→ **PROBLEM STATEMENT**
In the hotlink policy post below, where could site owners concerned only with cost redirect requests that lack the relevant referrer?

→ **SOURCE EXCERPT**
Posted in Blogs, Programming | No Comments »

[Hot]link policy

Sunday, January 15th, 2006

I’m out of the loop. Until very recently (upon reading former Creative Commons intern Will Frank’s writeup of a brief hotlink war) I thought ‘hotlink‘ was an anachronistic way to say ‘link’ used back when the mere fact that links led to a new document, perhaps on another server, was exciting. It turns out ‘hotlink’ is now vernacular for inline linking — displaying or playing an image, audio file, video, or other media from another website.

Lucas Gonze, who has lots of experience dealing with hotlink complaints due to running Webjay, has a new post on problems with complaint forms as a solution to hotlinks. One thing missing from the post is a distinction between two completely different sets of complainers who will have different sets of solutions beyond complaining.

One sort of complainer wants a link to a third party site to go away. I suspect the complainer usually really wants the content on the third party site to go away (typically claiming the third party site has no right to distribute the content in question). Removing a link to that content from a link site works as a partial solution by making the third party hosted content more obscure. A solution in this case is to tell the complainer that the link will go away when it no longer works — in effect, the linking site ignore complaints and it is the responsibility of the complainer to directly pursue the third party site via takedown notices and other threats. This allows the linking site to completely automate the removal of links — those removed as a result of threatened or actual legal action look exactly the same as any other link gone bad and can be tested for and culled using the same methods. Presumably such a hands-off policy only pisses off complainers to the extent that they become more than a minor nuisance, at least on a Webjay-like site, though it must be an option for some.

Creative Commons has guidelines very similar to this policy concerning how to consider license information in files distributed off the web — don’t believe it unless a web page (which can be taken down) has matching license information concerning the file in question.

Another sort of complainer wants a link to content on their own site to go away, generally for one or two reasons. The first reason is that hotlinking uses bandwidth and other resources on the hotlinked site which the site owner may not be able to afford. The second reason, often coupled with the first, is that the site owner does not want their content to be available outside of the context of their own site (i.e., they want viewers to have to come to the source site to view the content).

With a bit of technical savvy the complainer who wants a link to their own site removed has several options for self help. Those merely concerned with cost could redirect requests without the relevant referrer (from their own site) or maybe cookie (e.g., for a logged in user) to the free Coral content distribution network or similar, which should drastically reduce originating site bandwidth, if hotlinks are actually generating many requests (if they are not there is no problem).

→ **STORED DATA**
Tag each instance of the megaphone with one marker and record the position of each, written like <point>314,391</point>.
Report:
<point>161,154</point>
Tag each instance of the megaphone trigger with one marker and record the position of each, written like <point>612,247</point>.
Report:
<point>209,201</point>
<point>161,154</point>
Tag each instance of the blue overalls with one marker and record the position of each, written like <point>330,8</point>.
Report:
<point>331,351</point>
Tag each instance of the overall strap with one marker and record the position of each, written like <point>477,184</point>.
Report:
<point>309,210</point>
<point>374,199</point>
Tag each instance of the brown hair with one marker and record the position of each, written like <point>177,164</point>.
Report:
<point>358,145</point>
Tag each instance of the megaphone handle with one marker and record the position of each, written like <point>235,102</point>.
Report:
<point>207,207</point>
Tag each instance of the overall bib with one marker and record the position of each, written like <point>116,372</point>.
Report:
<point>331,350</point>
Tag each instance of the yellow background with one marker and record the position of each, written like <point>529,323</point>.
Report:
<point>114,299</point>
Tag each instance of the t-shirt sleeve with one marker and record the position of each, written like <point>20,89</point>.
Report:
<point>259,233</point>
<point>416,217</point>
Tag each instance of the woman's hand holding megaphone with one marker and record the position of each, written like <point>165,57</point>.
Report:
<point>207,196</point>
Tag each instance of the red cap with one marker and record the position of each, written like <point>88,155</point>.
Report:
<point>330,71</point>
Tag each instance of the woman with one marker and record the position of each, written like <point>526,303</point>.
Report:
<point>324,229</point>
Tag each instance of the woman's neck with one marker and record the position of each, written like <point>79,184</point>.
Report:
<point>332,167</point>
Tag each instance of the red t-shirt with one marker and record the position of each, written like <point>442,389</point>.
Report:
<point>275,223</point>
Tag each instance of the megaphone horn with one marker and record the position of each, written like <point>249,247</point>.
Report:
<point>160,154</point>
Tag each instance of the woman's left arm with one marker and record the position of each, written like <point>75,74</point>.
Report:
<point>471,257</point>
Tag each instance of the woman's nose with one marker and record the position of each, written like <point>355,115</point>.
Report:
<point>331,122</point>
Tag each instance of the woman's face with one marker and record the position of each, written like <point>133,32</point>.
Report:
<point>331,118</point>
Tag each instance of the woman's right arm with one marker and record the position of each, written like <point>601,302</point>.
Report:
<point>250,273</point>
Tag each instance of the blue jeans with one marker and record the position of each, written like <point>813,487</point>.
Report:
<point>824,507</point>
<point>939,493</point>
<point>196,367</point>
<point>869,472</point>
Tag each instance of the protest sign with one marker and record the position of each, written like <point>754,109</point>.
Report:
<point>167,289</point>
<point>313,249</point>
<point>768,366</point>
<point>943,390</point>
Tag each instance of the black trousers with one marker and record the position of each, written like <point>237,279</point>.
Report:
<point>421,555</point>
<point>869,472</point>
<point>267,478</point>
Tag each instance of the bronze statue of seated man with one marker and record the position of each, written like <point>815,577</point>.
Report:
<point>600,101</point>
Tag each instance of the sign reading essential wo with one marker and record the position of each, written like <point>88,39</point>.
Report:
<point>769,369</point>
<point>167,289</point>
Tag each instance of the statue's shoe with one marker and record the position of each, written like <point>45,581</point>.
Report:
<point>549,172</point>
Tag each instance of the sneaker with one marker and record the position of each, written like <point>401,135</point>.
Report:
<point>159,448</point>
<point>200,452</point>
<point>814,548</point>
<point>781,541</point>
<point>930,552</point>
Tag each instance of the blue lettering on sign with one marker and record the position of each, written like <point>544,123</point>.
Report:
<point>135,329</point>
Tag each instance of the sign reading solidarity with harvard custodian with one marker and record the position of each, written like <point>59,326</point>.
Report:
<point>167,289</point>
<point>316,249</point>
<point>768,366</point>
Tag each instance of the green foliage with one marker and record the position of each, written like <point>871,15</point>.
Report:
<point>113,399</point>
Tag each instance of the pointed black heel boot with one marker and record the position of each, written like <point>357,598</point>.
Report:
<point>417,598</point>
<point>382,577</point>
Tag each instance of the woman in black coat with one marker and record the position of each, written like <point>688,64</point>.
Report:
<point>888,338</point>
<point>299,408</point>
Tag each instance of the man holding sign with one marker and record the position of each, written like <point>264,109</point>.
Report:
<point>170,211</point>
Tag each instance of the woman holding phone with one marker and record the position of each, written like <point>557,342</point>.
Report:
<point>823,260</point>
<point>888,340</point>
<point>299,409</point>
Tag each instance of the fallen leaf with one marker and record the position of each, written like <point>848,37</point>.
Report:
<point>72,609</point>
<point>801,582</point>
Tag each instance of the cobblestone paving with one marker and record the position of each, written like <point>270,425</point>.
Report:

→ **WRITTEN ANSWER**
To the free Coral content distribution network or something similar.